## START Data supplied

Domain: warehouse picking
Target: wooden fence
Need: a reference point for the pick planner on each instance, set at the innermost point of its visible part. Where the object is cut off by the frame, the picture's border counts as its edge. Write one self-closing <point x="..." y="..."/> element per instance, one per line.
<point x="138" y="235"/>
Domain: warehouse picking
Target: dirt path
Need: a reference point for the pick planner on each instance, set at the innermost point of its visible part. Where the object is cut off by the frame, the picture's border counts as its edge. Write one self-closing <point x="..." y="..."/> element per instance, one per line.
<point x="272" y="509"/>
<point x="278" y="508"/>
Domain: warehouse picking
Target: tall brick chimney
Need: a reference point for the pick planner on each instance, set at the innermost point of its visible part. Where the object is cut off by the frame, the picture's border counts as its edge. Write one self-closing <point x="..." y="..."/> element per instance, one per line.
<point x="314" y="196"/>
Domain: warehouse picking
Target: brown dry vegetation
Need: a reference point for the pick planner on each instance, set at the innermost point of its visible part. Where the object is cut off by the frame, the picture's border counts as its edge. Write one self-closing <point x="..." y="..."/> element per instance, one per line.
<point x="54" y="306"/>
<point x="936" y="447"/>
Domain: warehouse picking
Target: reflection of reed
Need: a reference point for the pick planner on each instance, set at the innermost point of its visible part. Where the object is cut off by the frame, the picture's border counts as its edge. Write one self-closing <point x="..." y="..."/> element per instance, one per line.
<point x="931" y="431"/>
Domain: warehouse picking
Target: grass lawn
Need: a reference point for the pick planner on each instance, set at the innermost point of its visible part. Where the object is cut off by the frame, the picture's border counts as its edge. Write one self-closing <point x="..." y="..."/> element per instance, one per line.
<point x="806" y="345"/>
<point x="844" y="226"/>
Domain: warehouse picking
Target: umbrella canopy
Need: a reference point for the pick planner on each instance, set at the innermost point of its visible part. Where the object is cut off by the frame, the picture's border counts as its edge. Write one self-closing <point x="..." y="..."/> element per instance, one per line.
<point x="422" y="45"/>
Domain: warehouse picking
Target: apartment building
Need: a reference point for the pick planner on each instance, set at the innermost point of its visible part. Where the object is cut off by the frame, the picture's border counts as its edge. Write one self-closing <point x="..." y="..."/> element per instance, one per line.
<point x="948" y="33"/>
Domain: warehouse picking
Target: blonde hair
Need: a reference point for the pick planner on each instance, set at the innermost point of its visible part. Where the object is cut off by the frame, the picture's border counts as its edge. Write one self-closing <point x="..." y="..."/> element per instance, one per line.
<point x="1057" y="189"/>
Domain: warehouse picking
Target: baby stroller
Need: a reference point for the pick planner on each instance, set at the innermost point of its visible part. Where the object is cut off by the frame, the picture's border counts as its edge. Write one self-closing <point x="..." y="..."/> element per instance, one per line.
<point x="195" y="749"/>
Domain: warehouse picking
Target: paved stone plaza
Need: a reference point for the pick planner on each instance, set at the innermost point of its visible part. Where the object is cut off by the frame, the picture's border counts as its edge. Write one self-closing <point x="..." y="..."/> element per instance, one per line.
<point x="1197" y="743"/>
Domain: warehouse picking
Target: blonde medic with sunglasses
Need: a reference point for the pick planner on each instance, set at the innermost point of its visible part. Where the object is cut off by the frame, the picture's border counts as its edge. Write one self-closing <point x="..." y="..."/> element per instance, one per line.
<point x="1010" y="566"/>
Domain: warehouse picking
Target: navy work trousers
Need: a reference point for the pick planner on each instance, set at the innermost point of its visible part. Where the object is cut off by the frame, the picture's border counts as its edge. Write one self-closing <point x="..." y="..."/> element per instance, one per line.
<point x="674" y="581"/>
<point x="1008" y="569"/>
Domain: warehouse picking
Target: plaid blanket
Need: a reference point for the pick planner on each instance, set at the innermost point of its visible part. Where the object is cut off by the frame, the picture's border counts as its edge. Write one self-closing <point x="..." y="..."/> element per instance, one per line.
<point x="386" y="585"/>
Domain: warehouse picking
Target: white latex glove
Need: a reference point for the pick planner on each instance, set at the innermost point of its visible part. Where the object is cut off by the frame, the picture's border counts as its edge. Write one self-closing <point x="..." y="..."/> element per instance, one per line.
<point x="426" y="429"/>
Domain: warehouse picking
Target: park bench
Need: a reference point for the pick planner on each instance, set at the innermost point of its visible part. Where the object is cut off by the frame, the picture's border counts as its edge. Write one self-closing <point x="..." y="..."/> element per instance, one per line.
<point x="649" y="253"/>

## END Data supplied

- Problem to solve: Show every line of the material above that contains the string "blonde".

- Answer to this task:
Target: blonde hair
Target: blonde medic with sunglasses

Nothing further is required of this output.